PROBLEM TO WORK ON
Print every line of the data below without changing anything.

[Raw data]

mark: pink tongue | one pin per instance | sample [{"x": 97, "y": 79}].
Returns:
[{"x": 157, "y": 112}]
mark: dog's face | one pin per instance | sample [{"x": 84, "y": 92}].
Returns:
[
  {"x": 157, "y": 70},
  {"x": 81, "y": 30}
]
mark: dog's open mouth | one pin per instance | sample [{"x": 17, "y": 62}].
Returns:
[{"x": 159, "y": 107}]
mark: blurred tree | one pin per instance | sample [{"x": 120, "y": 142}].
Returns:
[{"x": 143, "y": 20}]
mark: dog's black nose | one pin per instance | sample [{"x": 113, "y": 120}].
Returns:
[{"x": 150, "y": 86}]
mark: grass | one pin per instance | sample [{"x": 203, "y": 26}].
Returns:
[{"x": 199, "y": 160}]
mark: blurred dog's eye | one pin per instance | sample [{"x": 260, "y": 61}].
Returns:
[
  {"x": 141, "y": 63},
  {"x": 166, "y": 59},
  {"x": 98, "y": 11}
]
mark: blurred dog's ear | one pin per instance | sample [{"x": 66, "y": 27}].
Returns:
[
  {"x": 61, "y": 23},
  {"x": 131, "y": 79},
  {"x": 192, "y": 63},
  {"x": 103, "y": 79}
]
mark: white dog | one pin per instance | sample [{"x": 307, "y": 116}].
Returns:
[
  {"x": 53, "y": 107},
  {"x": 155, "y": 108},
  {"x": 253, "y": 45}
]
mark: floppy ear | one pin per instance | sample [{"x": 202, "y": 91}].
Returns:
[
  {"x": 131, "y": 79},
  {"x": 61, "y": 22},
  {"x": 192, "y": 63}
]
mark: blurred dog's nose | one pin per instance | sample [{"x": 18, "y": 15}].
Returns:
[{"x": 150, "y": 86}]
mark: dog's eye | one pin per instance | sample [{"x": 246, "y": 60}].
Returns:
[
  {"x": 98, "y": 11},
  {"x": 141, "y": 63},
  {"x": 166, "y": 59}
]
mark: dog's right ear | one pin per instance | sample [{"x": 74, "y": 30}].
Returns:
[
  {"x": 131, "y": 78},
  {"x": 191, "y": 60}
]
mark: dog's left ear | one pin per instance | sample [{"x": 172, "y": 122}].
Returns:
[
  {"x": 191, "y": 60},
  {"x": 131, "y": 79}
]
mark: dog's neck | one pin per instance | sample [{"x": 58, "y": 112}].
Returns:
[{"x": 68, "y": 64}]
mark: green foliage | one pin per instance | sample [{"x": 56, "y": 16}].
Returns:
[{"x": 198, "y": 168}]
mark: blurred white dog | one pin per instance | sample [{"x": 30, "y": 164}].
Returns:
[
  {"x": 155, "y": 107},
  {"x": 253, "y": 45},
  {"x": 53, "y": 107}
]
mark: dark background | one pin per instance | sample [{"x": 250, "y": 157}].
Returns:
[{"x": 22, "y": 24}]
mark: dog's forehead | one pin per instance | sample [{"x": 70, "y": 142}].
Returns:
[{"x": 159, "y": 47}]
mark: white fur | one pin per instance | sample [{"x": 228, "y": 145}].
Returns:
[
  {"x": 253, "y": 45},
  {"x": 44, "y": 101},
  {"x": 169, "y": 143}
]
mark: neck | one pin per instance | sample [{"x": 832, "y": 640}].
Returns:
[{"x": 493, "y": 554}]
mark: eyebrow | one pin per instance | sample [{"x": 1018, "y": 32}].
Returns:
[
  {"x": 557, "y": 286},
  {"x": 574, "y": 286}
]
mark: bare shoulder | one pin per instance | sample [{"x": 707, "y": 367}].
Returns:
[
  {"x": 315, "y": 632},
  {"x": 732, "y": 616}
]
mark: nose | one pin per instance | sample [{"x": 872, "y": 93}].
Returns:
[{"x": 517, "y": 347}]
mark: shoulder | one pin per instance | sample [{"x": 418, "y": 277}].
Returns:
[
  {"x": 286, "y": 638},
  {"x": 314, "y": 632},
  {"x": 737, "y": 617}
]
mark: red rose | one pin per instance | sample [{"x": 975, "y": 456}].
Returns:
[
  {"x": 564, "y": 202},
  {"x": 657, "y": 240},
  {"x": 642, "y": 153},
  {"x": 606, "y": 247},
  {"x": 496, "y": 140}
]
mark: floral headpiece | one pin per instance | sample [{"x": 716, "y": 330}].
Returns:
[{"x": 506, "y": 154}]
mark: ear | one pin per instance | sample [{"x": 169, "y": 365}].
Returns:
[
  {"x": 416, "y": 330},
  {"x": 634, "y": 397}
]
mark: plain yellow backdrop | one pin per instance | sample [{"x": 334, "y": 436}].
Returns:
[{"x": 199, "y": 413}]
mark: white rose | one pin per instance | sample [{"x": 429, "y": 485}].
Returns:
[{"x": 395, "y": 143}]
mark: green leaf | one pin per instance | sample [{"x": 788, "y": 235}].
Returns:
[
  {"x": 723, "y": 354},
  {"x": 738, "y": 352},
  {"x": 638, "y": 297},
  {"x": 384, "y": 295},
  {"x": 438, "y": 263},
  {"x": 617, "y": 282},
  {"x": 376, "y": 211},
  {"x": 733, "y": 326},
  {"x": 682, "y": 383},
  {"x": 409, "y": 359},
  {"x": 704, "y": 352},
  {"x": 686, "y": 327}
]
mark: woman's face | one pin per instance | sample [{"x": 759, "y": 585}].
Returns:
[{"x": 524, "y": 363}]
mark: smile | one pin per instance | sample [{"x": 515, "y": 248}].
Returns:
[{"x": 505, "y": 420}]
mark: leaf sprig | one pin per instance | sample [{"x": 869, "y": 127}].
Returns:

PROBLEM SOLUTION
mark: pink tongue | one pin per instance | sample [{"x": 97, "y": 79}].
Returns:
[{"x": 157, "y": 112}]
mark: dog's face | one pin per instance | sample [{"x": 84, "y": 92}].
Returns:
[
  {"x": 157, "y": 70},
  {"x": 81, "y": 30}
]
mark: dog's open mouth | one pin per instance | sample [{"x": 17, "y": 62}].
Returns:
[{"x": 159, "y": 107}]
mark: blurred tree | one pin per instance | sample [{"x": 120, "y": 142}].
Returns:
[{"x": 143, "y": 20}]
mark: dog's black nose | one pin per instance | sample [{"x": 113, "y": 120}].
Returns:
[{"x": 150, "y": 86}]
mark: grass | one pin per instance | sample [{"x": 203, "y": 26}].
Returns:
[{"x": 199, "y": 160}]
mark: blurred dog's eye | one pin per instance | sample [{"x": 260, "y": 61}].
Returns:
[
  {"x": 141, "y": 63},
  {"x": 166, "y": 59},
  {"x": 98, "y": 11}
]
mark: blurred dog's ear | one pin per instance | sample [{"x": 66, "y": 27}].
Returns:
[
  {"x": 61, "y": 23},
  {"x": 131, "y": 79},
  {"x": 192, "y": 63},
  {"x": 103, "y": 79}
]
mark: white dog | one pin per instance | sample [{"x": 307, "y": 116}].
Returns:
[
  {"x": 53, "y": 107},
  {"x": 155, "y": 108},
  {"x": 253, "y": 45}
]
mark: floppy ear | one pin per instance | sample [{"x": 202, "y": 91}].
Returns:
[
  {"x": 131, "y": 79},
  {"x": 61, "y": 22},
  {"x": 192, "y": 63}
]
mark: blurred dog's nose | one pin per instance | sample [{"x": 18, "y": 15}].
Returns:
[{"x": 150, "y": 86}]
mark: dog's eye | one pin per instance | sample [{"x": 246, "y": 60}].
Returns:
[
  {"x": 98, "y": 11},
  {"x": 141, "y": 63},
  {"x": 166, "y": 59}
]
mark: dog's right ear | one pin per instance | sample [{"x": 74, "y": 30}].
Returns:
[
  {"x": 131, "y": 78},
  {"x": 191, "y": 60}
]
mark: dog's left ear | one pin per instance | sample [{"x": 172, "y": 122}].
Returns:
[
  {"x": 191, "y": 60},
  {"x": 131, "y": 79}
]
mark: dog's neck | one pin per instance | sample [{"x": 58, "y": 112}].
Returns:
[{"x": 68, "y": 64}]
mark: green foliage | one pin per instance | sample [{"x": 56, "y": 16}].
Returns:
[{"x": 198, "y": 168}]
mark: blurred white dog | one pin per instance | sample [{"x": 30, "y": 164}].
Returns:
[
  {"x": 155, "y": 107},
  {"x": 253, "y": 45},
  {"x": 53, "y": 107}
]
mark: dark background | one pin per instance | sample [{"x": 250, "y": 157}].
Returns:
[{"x": 22, "y": 24}]
mark: dog's forehead | one pin per instance | sample [{"x": 70, "y": 142}].
Returns:
[{"x": 159, "y": 47}]
mark: white fur | one pin per instance | sample [{"x": 228, "y": 145}].
Returns:
[
  {"x": 253, "y": 45},
  {"x": 44, "y": 101},
  {"x": 169, "y": 143}
]
mark: neck | one pin per instance | sample [{"x": 832, "y": 640}].
Returns:
[{"x": 493, "y": 554}]
mark: eyebrow | one pin per instance | sample [{"x": 1018, "y": 32}].
Returns:
[
  {"x": 557, "y": 286},
  {"x": 574, "y": 286}
]
mark: bare shoulder | one pin per instance | sample [{"x": 707, "y": 367}].
Returns:
[
  {"x": 315, "y": 632},
  {"x": 732, "y": 616}
]
mark: nose | one pin per instance | sample [{"x": 872, "y": 93}].
Returns:
[{"x": 517, "y": 347}]
mark: shoulder | one pin per instance | sample [{"x": 418, "y": 277}].
Returns:
[
  {"x": 286, "y": 638},
  {"x": 314, "y": 632},
  {"x": 737, "y": 617}
]
mark: red rose | one pin per instance | sample [{"x": 975, "y": 456}].
Returns:
[
  {"x": 564, "y": 202},
  {"x": 657, "y": 240},
  {"x": 642, "y": 153},
  {"x": 606, "y": 247},
  {"x": 496, "y": 140}
]
mark: floral headpiece | one pin per instance | sample [{"x": 716, "y": 330}].
Returns:
[{"x": 506, "y": 154}]
mark: ear | one pin per instance | sample [{"x": 169, "y": 365}].
Returns:
[
  {"x": 416, "y": 330},
  {"x": 634, "y": 397}
]
mark: plain yellow backdrop | one pin per instance | sample [{"x": 334, "y": 436}].
Returns:
[{"x": 199, "y": 413}]
mark: white rose | one pin per instance | sample [{"x": 429, "y": 485}].
Returns:
[{"x": 395, "y": 143}]
mark: green leaf | one pin per instance | sample [{"x": 788, "y": 235}].
Returns:
[
  {"x": 723, "y": 354},
  {"x": 738, "y": 352},
  {"x": 638, "y": 297},
  {"x": 384, "y": 295},
  {"x": 438, "y": 263},
  {"x": 617, "y": 282},
  {"x": 376, "y": 211},
  {"x": 733, "y": 326},
  {"x": 682, "y": 383},
  {"x": 409, "y": 359},
  {"x": 704, "y": 352},
  {"x": 686, "y": 327}
]
mark: woman's face | one pin per instance | sample [{"x": 759, "y": 585}].
Returns:
[{"x": 524, "y": 363}]
mark: smile | one pin per instance | sample [{"x": 515, "y": 248}].
Returns:
[{"x": 505, "y": 420}]
mark: leaf sprig | one pin per instance | sample [{"x": 869, "y": 127}].
Returns:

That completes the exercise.